**What to do**
Retype the lines of the material below exactly, from the line containing "Where can the asphalt" through the line containing "pixel 113 236", both included.
start Entries supplied
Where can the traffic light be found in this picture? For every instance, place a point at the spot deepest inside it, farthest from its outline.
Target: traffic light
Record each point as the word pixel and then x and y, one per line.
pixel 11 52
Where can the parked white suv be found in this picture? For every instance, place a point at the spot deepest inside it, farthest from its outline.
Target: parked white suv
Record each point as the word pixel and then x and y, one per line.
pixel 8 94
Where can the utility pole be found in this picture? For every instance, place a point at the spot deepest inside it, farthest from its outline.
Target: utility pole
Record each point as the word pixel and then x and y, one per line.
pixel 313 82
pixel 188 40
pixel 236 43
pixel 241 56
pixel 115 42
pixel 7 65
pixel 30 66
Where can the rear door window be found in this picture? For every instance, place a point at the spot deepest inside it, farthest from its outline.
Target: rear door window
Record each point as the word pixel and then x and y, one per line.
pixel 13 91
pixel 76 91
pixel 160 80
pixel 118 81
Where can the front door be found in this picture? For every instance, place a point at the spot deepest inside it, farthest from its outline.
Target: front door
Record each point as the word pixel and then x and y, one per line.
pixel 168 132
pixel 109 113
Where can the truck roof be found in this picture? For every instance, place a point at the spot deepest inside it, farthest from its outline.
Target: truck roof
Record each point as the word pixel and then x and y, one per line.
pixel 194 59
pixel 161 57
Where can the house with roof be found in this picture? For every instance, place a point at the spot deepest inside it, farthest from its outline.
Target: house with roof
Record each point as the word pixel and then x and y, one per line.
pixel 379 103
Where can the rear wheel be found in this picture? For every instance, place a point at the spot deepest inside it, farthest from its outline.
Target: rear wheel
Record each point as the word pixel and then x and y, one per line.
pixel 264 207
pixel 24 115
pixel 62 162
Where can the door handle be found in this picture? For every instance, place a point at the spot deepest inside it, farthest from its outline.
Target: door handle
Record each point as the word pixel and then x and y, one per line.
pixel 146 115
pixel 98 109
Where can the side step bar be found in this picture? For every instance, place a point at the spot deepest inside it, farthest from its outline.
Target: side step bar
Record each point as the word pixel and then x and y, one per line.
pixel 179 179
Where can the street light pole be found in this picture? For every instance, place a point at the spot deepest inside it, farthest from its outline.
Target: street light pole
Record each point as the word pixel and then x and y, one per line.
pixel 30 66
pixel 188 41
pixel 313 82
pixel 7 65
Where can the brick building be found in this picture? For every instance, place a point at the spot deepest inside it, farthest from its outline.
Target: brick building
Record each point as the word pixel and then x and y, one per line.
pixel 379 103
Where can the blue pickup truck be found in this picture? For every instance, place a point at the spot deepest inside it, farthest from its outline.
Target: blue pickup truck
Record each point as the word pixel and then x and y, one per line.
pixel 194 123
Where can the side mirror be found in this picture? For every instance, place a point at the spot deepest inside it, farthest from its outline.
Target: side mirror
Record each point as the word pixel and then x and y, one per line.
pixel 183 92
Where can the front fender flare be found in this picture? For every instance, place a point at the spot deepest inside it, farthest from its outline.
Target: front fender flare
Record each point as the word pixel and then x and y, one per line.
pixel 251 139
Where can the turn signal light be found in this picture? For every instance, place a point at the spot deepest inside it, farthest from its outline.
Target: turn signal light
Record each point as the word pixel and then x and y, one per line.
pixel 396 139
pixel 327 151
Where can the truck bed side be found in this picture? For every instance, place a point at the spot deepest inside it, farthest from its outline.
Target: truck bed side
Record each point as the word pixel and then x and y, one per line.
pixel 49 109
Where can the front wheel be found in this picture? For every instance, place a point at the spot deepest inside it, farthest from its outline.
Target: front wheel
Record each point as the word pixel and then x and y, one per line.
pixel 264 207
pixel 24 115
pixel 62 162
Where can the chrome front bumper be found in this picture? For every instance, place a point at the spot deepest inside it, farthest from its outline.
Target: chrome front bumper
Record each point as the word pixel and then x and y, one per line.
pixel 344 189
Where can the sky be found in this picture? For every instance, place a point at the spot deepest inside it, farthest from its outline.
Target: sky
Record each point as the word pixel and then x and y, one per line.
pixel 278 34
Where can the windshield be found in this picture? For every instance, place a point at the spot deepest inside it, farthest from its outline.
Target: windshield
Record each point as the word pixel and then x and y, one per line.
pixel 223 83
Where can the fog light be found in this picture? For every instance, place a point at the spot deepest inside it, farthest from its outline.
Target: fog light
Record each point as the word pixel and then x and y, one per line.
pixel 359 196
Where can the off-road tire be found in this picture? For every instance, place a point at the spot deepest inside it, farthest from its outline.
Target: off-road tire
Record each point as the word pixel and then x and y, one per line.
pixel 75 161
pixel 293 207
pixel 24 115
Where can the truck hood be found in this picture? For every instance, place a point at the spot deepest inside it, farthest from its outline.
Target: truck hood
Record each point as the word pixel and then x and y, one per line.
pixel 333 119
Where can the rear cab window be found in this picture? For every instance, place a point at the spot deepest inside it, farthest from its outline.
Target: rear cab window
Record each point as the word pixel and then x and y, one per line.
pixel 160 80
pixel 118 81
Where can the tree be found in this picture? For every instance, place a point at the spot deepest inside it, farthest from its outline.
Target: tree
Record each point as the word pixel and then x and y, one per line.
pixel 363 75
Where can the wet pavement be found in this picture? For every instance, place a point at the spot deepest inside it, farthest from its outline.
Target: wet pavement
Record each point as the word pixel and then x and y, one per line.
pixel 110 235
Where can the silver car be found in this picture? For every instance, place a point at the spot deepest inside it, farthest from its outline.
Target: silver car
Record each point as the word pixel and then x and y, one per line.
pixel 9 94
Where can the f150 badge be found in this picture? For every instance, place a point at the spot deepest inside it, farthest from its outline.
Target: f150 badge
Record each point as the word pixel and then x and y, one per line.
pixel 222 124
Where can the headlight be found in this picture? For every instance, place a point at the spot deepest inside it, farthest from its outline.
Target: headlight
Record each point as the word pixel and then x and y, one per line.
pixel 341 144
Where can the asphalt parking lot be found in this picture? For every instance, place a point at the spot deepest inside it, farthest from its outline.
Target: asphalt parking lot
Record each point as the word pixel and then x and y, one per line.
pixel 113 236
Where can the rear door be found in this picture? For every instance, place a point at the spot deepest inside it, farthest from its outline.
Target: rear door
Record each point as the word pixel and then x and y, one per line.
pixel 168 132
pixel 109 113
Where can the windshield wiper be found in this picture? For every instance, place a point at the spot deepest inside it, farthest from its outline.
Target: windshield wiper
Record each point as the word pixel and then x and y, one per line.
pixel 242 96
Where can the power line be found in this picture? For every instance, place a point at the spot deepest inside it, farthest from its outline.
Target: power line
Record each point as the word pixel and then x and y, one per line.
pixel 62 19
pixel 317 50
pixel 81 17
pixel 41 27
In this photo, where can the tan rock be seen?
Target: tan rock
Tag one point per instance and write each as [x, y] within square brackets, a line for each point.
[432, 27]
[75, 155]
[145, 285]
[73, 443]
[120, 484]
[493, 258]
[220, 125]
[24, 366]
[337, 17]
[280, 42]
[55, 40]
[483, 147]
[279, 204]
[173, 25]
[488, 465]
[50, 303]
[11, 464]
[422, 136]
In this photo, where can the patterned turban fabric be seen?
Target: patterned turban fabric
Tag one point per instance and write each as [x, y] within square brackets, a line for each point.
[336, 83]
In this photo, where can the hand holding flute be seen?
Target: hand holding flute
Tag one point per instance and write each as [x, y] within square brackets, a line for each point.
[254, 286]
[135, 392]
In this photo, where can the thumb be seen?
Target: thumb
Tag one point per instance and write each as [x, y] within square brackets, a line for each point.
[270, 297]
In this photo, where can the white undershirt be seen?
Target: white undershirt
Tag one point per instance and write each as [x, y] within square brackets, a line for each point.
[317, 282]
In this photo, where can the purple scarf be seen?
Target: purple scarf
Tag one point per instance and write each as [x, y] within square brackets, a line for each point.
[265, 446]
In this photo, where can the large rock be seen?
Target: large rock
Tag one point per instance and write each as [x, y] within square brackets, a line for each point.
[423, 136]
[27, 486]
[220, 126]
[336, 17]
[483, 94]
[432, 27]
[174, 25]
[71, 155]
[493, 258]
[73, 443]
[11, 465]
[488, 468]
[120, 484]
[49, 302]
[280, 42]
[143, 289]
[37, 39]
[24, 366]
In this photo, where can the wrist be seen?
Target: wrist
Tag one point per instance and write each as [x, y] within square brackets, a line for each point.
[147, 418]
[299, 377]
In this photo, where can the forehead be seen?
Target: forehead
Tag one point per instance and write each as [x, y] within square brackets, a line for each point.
end Entries supplied
**Solution below**
Where can the asphalt parking lot be found in this picture? For every instance, place a point at the spot deepest inside it, farthest from its outline.
Target: asphalt parking lot
Record each point as the word pixel and then x and y, one per line.
pixel 113 236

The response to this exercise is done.